Records contained in a dataset =
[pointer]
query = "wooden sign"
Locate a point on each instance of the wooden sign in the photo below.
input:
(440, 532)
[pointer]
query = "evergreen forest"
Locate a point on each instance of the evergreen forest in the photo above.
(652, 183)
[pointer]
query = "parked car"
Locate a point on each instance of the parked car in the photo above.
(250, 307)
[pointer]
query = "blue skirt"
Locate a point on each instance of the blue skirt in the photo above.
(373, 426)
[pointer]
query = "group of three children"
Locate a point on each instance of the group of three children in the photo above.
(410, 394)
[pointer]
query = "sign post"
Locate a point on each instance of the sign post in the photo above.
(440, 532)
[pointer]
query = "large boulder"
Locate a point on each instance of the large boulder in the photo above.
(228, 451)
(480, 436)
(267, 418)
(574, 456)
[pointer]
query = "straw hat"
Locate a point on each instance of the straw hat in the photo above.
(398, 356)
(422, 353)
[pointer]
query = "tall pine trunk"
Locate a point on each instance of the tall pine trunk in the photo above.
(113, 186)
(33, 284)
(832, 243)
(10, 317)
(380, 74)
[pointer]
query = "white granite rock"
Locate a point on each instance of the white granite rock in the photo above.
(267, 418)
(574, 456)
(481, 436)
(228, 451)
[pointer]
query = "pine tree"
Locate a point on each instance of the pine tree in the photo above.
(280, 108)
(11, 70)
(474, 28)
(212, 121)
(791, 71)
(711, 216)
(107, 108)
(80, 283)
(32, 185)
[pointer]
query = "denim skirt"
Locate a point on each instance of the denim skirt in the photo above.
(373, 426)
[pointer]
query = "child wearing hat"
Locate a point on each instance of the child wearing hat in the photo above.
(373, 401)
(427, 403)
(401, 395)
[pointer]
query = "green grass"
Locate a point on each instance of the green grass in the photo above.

What you need to do = Work through the records above line by line and count those that hold the string "wooden". Give only the result.

Answer = 2